━━━━━ Extracted data ━━━━━

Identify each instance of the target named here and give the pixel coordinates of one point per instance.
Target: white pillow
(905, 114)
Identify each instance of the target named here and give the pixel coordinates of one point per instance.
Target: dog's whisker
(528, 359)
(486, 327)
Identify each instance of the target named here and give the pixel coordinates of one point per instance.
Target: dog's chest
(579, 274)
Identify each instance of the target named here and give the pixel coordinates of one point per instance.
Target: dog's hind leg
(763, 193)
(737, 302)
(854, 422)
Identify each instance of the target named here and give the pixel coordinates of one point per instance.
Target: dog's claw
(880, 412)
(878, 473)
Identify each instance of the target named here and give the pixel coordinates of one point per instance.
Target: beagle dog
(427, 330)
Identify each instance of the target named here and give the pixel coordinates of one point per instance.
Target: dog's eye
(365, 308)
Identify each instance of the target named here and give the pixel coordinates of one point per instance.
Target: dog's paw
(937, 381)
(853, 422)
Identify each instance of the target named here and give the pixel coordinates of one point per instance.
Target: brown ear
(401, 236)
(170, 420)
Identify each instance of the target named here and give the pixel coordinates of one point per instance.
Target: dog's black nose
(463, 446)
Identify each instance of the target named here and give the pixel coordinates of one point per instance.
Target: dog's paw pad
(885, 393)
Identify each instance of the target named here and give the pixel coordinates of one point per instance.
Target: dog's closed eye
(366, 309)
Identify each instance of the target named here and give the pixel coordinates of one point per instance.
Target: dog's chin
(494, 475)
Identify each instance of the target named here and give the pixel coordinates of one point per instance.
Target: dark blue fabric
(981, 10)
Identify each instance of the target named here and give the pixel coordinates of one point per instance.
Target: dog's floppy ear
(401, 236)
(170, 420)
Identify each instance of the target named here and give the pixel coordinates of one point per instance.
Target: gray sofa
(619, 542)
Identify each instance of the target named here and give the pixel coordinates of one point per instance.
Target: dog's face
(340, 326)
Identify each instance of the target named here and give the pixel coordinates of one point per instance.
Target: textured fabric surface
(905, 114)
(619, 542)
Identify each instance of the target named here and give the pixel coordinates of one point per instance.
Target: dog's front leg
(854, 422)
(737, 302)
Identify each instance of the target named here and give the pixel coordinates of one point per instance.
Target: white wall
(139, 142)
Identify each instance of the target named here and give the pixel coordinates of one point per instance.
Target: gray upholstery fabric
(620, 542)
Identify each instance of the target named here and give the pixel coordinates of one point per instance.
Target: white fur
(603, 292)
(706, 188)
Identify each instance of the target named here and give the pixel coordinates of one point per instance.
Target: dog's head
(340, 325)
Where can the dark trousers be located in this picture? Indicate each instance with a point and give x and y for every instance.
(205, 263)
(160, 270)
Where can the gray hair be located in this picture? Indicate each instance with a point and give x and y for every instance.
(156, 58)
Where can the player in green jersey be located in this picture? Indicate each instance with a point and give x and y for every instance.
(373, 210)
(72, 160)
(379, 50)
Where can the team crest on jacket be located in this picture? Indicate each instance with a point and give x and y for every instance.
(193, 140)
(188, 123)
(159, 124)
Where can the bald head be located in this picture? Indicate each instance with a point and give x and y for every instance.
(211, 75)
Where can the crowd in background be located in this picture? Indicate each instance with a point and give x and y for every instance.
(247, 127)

━━━━━

Could you rewrite the whole listing above, changing every "instance" to "occurrence" and leaving everything else untouched?

Identify each occurrence of the target named here and give the pixel coordinates of one point per occurrence.
Target: white pillow
(905, 114)
Identify each occurrence of the target named here and give the pixel coordinates of one point per occurrence.
Target: dog's whisker
(528, 359)
(486, 327)
Identify each occurrence of the target named here and give the pixel coordinates of one point per occurrence.
Target: dog's chest
(579, 274)
Identify each occurrence of the target named here and give the pixel coordinates of one point per occurrence.
Target: dog's hind leg
(763, 193)
(737, 302)
(854, 422)
Identify each occurrence of the target named here and give the pixel coordinates of one point per occurrence.
Target: dog's claw
(880, 412)
(878, 473)
Identify each occurrence of the target named here and give the pixel coordinates of one point per occurrence.
Target: beagle dog
(427, 330)
Identify each occurrence of the target named here and give the pixel coordinates of one point per occurrence.
Target: dog's eye
(365, 308)
Identify each occurrence of the target named here and give the pixel coordinates of one point per occurrence.
Target: dog's paw
(937, 381)
(853, 422)
Identify each occurrence of the target named here and give the pixel coordinates of one point per occurrence.
Target: brown ear
(401, 236)
(170, 420)
Identify each occurrence of the target named here and give the pixel coordinates of one point per occurrence.
Target: dog's black nose
(463, 446)
Identify each occurrence of the target named here and give the pixel coordinates of one point per occurrence.
Target: dog's paw pad
(885, 393)
Identify each occurrence of the target named here and give the pixel coordinates of one point per occurrence.
Target: dog's closed eye
(366, 309)
Identify each occurrence of the target named here and give the pixel coordinates of one point per occurrence.
Target: dog's chin
(494, 475)
Identify each occurrence of the target named here and give the pixel coordinates of one point per occurrence.
Target: dark blue fabric
(981, 10)
Identify each occurrence of the target named here and give the pixel coordinates of one point per occurrence.
Target: dog's floppy ear
(401, 236)
(170, 420)
Identify each occurrence of the target named here and give the pixel coordinates of one point per occurrence.
Target: gray sofa
(619, 542)
Identify each occurrence of the target named here and give the pixel coordinates of one point per occurrence.
Target: dog's face
(340, 326)
Identify each occurrence of the target named here and give the pixel coordinates of one point per occurrence.
Target: textured fabric surface
(905, 114)
(619, 542)
Identify each occurrence of the target named here and give the pixel coordinates of one point per occurrence.
Target: dog's front leg
(854, 422)
(737, 302)
Identify each occurrence of the target named here and give the pixel coordinates of one point per occurrence.
Target: white wall
(139, 142)
Identify each occurrence of the target named here and give the pixel coordinates of one point per occurrence.
Target: gray upholstery fabric
(620, 542)
Identify each occurrence of the target named here and give the pixel coordinates of one point per occurrence.
Target: white fur
(603, 292)
(706, 188)
Identify each occurrence of the target named here and give the pixel coordinates of one point per occurrence.
Target: dog's head
(340, 325)
Where can the dark trousers be located in this picture? Indicate each occurrence with a point and give x and y for every occurrence.
(205, 263)
(160, 270)
Where can the gray hair be located in this picture? Indicate each occurrence with a point and give x and y for every occurrence.
(156, 58)
Where can the player in green jersey be located in this picture? Indicate each occurrence with a point and give x and y for every occurrence.
(373, 210)
(72, 160)
(379, 50)
Where can the team crest on jacket be located in this picture? Indicate each occurrence with a point and give x and y for every occurrence.
(193, 140)
(188, 123)
(159, 124)
Where can the bald head be located in this picture? Indicate each occurrence with a point and give x and y for every occurrence.
(211, 75)
Where can the crowd in background be located in this picture? Indicate each occurrence with a point and give x and y for every occurrence.
(247, 127)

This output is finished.